• ИСХОДНЫЙ ТЕКСТ:
════════
Максим Соколов, для РИА Новости
Президент Казахстана Нурсултан Назарбаев заявил, что правительству необходимо подготовить график перехода на латинский алфавит: "К 2025 году все деловые документы, периодические издания и книги должны начать выходить на латинице. Сейчас начнется большая подготовительная работа. Правительство должно подготовить график перехода на латиницу". Назарбаев отметил, что у молодежи переход на другую систему не вызовет трудностей, так как в школе многие изучают английский язык.
Хотя Назарбаев и раньше (например, в 2006 и 2012 годах) говорил о грядущей реформе, именно сейчас – вероятно, по причине острой международной обстановки, когда каждое известие рассматривается в контексте общего противостояния – вызвало в России сильную реакцию. Было много суждений о том, что Казахстан меняет свою внешнеполитическую ориентацию.
Но прежде чем говорить о политике, имеет смысл рассмотреть предстоящую реформу в более нейтральном контексте.
В принципе система графики, используемая тем или иным языком, может быть любая. Персы используют арабскую письменность (как и турки до 1928 года), хотя строй языка этому не вполне соответствует. Восточноевропейские евреи говорили на идиш, происходящем от средневерхненемецких диалектов, но писали древнееврейскими литерами – тоже не очень удобно. Японцы вообще одновременно используют два слоговых алфавита – катакану и хирагану, и плюс к тому китайскую иероглифику.
Но тем не менее соображения удобства тоже должны быть принимаемы во внимание. Например, кириллица более пригодна для тех славянских языков, где твердые и мягкие согласные различают смысл ("мать", но "мять"). В польском языке, использующем латиницу, это различение проводится на письме менее удобным образом.
Казахскому языку, как и большинству языков тюркской семьи, присущ так называемый сингармонизм, то есть чередование гласных при словоизменении, в чем-то схожее с немецким умлаутом – Buch ("книга", ед. ч), но Bücher (мн. ч.), Vater ("отец", ед. ч.), но Väter (мн. ч.), но более регулярное. Латинская письменность более годится для отображения этой языковой особенности на немецкий манер – как это делают и турки, и мадьяры.
Но удобство письменности – вещь сложная, поскольку письменность обслуживает не одни только текущие потребности речевого общения. Письменное наследие тоже должно быть принято во внимание.
Разумеется, для искусного полиглота тут нет препятствий, один язык фиксируется на письме такими закорючками, другой – другими, а ему все в равной степени доступно. Но для основной массы читающих разрыв с прежней традицией не столь прост.
════════
• СВЕДЕНИЯ:

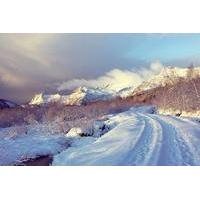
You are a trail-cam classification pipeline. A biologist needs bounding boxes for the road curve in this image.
[53,111,200,166]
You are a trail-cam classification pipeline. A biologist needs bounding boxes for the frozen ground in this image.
[53,107,200,166]
[0,107,200,165]
[0,125,69,165]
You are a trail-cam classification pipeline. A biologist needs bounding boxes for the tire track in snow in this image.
[123,113,162,165]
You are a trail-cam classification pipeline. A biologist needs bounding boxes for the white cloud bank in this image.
[58,61,164,91]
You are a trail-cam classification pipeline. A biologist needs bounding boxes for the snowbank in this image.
[0,126,69,165]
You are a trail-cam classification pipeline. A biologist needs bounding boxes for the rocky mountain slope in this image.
[0,99,17,109]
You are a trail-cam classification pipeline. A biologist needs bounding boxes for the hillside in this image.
[133,68,200,116]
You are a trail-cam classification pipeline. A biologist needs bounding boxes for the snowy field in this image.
[53,107,200,166]
[0,106,200,166]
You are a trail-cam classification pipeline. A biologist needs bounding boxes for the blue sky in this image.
[0,33,200,101]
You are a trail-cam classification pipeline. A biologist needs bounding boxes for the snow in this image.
[0,105,200,166]
[134,66,200,93]
[0,123,69,165]
[29,87,114,105]
[53,107,200,166]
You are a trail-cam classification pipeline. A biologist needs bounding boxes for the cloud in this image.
[58,61,164,91]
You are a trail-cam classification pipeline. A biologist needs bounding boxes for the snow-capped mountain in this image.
[29,87,113,105]
[134,66,200,93]
[0,99,17,109]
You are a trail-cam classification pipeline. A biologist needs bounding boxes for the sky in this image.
════════
• ЧТО СДЕЛАТЬ:
**a.** Согласно статье о переходе Казахстана на латиницу, к какому году деловые документы, периодические издания и книги должны начать выходить на латинице?
**b.** Продолжите статью о переходе Казахстана на латиницу, начав сразу после ее последнего предложения.
Материал с текстом никак не связан.

• ОЖИДАЕМЫЕ ОТВЕТЫ:
**a.** К 2025 году.

**b.**
Многие люди серьезно спотыкаются при чтении книг, изданных до 1918 года по старой орфографии, хотя, казалось бы, различия минимальны. То же с современными немцами, читающими книги, напечатанные готическим шрифтом, хотя там вовсе нет различий, а только непривычная графика.
Тем более трудным окажется переход на принципиально иную графическую систему. Прежние книги, изданные на кириллице, окажутся недоступными большей части населения.
Этим и объясняется консерватизм орфографической практики. Во французском языке – не говоря уже об английском – произношение и написание отличаются очень сильно, и, казалось бы, сам Бог велел реформировать письменность, приблизив ее к современному произношению. Учащимся, а равно иностранцам будет большое облегчение.
Вынесем даже за скобки такие подводные камни, как вопрос, что делать с концевыми французскими согласными, которые то произносятся, то не произносятся – vous ("вы", читается как "ву"), но vous avez ("вы имеете", читается как "вузаве"). Дело серьезнее.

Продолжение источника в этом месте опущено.